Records

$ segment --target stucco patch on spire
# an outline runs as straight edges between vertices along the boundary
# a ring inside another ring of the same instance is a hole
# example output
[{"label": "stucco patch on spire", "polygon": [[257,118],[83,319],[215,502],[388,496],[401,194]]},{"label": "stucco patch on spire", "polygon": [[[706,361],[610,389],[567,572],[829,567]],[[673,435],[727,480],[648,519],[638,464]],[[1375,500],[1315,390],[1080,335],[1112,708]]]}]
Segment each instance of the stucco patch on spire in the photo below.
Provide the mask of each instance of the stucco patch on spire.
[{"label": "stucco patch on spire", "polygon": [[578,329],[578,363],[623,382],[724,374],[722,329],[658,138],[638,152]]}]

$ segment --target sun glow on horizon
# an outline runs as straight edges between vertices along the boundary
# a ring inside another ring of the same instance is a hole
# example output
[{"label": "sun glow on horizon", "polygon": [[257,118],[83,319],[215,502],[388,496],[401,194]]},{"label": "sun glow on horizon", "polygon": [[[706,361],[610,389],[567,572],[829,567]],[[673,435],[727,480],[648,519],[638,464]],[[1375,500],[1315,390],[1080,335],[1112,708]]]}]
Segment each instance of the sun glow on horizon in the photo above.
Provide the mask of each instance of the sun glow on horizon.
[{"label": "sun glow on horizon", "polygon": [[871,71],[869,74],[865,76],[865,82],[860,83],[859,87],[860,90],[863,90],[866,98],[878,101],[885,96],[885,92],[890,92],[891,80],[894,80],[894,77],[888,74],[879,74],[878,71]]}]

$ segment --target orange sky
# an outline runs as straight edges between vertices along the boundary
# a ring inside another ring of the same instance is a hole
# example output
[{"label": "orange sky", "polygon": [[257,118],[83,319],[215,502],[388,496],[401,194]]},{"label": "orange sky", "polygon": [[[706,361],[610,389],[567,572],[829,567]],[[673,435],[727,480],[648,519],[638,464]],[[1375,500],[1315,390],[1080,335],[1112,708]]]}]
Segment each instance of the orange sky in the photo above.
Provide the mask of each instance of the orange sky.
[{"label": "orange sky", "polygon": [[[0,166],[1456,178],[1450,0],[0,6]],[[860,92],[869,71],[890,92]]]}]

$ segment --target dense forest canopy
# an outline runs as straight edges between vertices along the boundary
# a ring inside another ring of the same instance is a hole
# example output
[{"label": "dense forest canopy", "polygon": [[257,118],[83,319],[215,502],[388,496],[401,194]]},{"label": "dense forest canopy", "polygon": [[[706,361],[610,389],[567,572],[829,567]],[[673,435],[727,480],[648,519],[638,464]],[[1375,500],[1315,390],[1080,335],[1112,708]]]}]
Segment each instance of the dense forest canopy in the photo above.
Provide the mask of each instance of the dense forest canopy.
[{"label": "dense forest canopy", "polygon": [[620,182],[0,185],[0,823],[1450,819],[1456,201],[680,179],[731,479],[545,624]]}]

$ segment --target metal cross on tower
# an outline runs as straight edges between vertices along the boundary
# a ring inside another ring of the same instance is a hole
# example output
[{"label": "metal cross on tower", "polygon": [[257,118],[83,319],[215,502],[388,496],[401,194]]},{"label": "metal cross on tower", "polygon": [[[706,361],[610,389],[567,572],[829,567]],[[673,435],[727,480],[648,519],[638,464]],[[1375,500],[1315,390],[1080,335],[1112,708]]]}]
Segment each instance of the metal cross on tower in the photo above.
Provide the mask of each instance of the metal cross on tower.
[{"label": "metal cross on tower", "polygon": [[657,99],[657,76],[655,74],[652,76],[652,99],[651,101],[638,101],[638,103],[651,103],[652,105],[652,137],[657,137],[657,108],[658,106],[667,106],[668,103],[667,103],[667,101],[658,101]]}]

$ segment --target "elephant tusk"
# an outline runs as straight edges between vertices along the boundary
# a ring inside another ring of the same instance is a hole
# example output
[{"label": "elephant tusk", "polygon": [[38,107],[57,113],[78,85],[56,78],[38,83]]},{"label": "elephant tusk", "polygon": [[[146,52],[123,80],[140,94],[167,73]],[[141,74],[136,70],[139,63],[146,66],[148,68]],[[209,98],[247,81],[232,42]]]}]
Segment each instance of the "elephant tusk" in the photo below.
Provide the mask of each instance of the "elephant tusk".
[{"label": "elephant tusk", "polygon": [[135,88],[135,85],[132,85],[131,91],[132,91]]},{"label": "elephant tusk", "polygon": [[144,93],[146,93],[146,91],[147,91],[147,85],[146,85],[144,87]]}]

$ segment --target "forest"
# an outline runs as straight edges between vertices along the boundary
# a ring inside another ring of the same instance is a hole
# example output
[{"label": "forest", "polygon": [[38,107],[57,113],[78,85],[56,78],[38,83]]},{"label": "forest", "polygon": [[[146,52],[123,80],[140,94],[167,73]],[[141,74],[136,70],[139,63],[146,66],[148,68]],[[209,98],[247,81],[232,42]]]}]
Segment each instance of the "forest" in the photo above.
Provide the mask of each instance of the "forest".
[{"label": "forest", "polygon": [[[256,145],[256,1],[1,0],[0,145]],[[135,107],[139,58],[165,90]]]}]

→ SHORT TASK
Which lines of the listing above contain the string "below"? Return each of them in full, treating uppercase and lowercase as different.

→ EXERCISE RESPONSE
Segment each instance of the stucco patch on spire in the photo below.
Segment each instance of the "elephant tusk" in the photo below.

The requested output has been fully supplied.